======== Text ========

Dahil complained that large Arab countries such as Saudi Arabia, Egypt and Morocco haven’t managed to form a bloc. A short time later it was reported that Iran’s Deputy Foreign Minister Abbas Araghchi had visited Egypt.

According to the article, Araghchi asked Egypt to mediate between Iran and Saudi Arabia due to the rising tensions in the Gulf. Egypt didn’t respond but it was no coincidence that the story was published. Saudi Crown Prince Mohammed bin Salman said this week that the Saudis aren’t interested in a war in the Gulf, and Iran released a similar statement.

Can Egypt be an arbiter in the Middle East’s most dangerous conflict? It certainly wants to, though its ablity depends on the Saudis’ conditions. But if Iran has approached Egypt, this could show how Iran and maybe the Saudis are ready for diplomacy to neutralize the danger of war.

The other anchor that gives Egypt strategic standing is the Israeli-Palestinian conflict. Its role in recent years has been mainly to stifle the clashes between Israel and Hamas. It hasn’t launched any steps or shuttle diplomacy to renew negotiations.

The country considered the Arab flagship of Trump’s planned “deal of the century” is Saudi Arabia. Crown Prince Mohammed’s kingdom was supposed to pressure the Palestinians to accept the deal and get Jordan on board as well. Saudi Arabia had the mandate to propose its own formulations of the American proposals, and it was given a solo role at the conference in Bahrain.

Now it seems Washington’s decision to assign Saudi Arabia these last two tasks has blown up in its face. The conference has turned into a sideshow, the Palestinians won’t be there and Jordan is seething with fear and anger. Without declaring so publicly or leveling any criticism via the media, Egypt again looks like the only partner that knows how to read reality.

======== Dataset excerpts ========

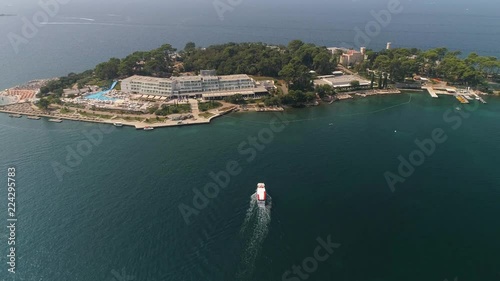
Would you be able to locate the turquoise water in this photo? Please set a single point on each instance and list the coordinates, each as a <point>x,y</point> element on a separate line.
<point>80,36</point>
<point>119,208</point>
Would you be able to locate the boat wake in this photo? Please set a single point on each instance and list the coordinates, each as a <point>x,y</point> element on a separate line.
<point>253,233</point>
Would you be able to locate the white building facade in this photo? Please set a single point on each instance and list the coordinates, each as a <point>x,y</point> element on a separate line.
<point>192,86</point>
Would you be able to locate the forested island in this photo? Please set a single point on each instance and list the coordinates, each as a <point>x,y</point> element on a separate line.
<point>296,64</point>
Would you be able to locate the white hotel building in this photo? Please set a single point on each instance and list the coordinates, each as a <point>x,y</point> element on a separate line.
<point>206,85</point>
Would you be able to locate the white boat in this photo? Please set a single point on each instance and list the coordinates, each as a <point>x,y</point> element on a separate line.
<point>261,194</point>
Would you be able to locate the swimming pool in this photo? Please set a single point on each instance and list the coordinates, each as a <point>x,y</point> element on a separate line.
<point>101,95</point>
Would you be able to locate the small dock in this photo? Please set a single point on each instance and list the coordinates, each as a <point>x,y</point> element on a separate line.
<point>432,92</point>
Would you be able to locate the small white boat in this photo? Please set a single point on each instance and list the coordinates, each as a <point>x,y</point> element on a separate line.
<point>261,194</point>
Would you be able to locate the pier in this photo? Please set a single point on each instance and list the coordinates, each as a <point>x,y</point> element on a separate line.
<point>461,99</point>
<point>432,92</point>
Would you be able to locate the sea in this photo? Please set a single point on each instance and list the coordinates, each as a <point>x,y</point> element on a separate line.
<point>388,188</point>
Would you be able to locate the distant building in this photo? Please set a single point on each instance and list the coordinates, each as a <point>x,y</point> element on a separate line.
<point>205,85</point>
<point>342,82</point>
<point>351,57</point>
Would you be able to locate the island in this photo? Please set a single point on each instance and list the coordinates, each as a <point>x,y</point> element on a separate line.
<point>169,87</point>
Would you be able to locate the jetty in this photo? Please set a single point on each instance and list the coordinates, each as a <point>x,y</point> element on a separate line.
<point>461,99</point>
<point>431,91</point>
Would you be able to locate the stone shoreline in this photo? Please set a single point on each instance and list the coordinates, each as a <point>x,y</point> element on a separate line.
<point>138,125</point>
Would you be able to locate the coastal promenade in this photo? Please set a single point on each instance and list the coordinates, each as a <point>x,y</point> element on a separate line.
<point>26,109</point>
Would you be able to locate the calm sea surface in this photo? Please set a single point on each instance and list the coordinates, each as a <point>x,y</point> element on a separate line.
<point>118,212</point>
<point>114,213</point>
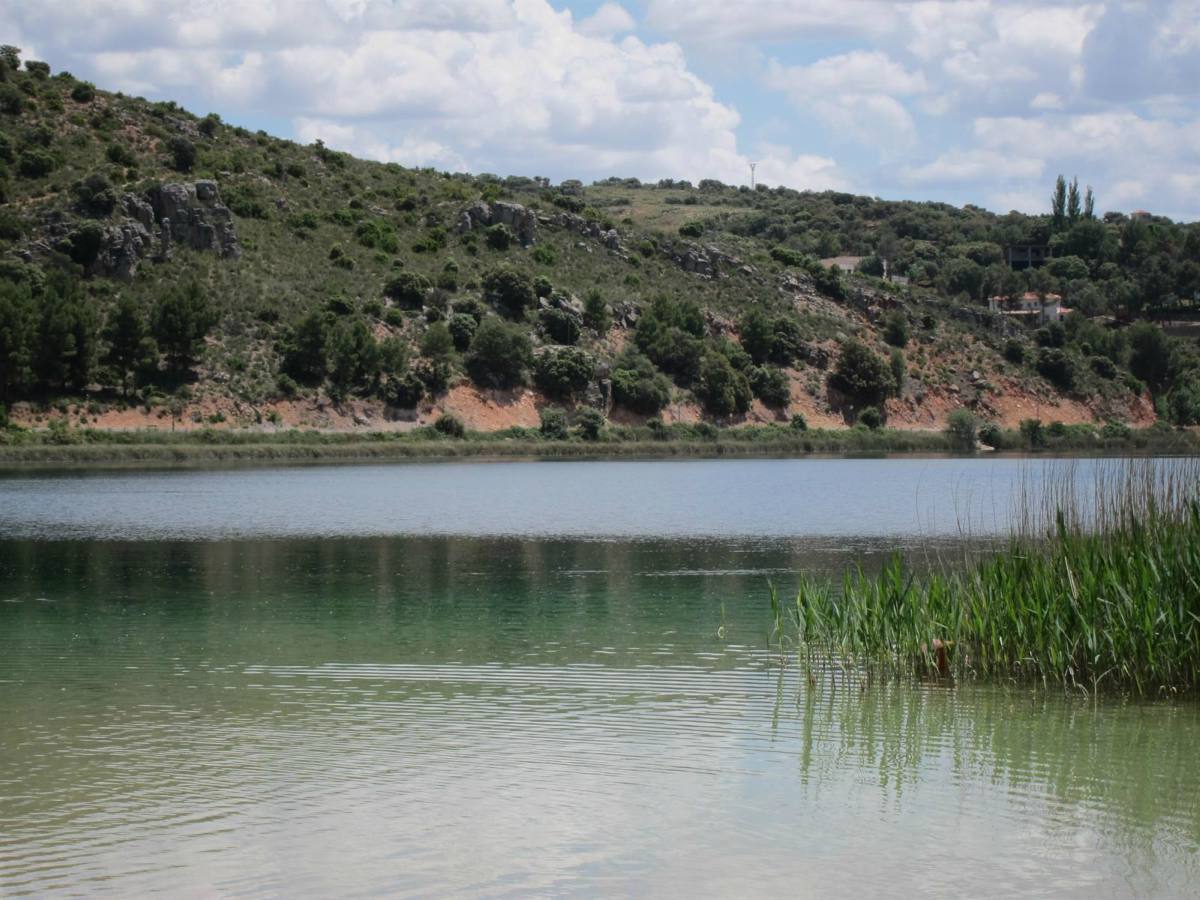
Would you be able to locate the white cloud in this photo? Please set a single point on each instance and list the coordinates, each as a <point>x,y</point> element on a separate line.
<point>609,21</point>
<point>719,21</point>
<point>858,72</point>
<point>855,95</point>
<point>1047,100</point>
<point>501,85</point>
<point>973,167</point>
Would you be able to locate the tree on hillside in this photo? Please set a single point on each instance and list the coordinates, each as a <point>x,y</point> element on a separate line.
<point>66,346</point>
<point>130,346</point>
<point>1073,202</point>
<point>499,354</point>
<point>181,322</point>
<point>18,330</point>
<point>861,375</point>
<point>1059,203</point>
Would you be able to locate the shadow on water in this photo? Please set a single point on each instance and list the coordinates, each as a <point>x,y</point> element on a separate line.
<point>465,715</point>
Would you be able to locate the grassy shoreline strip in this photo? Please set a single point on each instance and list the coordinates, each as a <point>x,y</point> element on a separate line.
<point>84,445</point>
<point>1105,598</point>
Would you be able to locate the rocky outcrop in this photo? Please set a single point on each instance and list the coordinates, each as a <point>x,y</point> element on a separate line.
<point>707,262</point>
<point>147,227</point>
<point>193,216</point>
<point>522,221</point>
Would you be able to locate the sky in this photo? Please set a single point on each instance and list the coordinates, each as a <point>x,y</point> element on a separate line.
<point>960,101</point>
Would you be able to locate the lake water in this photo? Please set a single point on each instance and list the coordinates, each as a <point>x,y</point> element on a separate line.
<point>522,679</point>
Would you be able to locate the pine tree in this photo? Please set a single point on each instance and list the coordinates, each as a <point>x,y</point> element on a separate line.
<point>1059,203</point>
<point>181,322</point>
<point>18,333</point>
<point>130,345</point>
<point>1073,208</point>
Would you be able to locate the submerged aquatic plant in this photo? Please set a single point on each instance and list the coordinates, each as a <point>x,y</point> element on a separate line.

========

▶ [The exercise]: Copy everything in the text about Egypt's regional role from "According to the" down to "a similar statement.". The records are separate material and have no connection to the text about Egypt's regional role.

▶ [Solution for this exercise]:
According to the article, Araghchi asked Egypt to mediate between Iran and Saudi Arabia due to the rising tensions in the Gulf. Egypt didn’t respond but it was no coincidence that the story was published. Saudi Crown Prince Mohammed bin Salman said this week that the Saudis aren’t interested in a war in the Gulf, and Iran released a similar statement.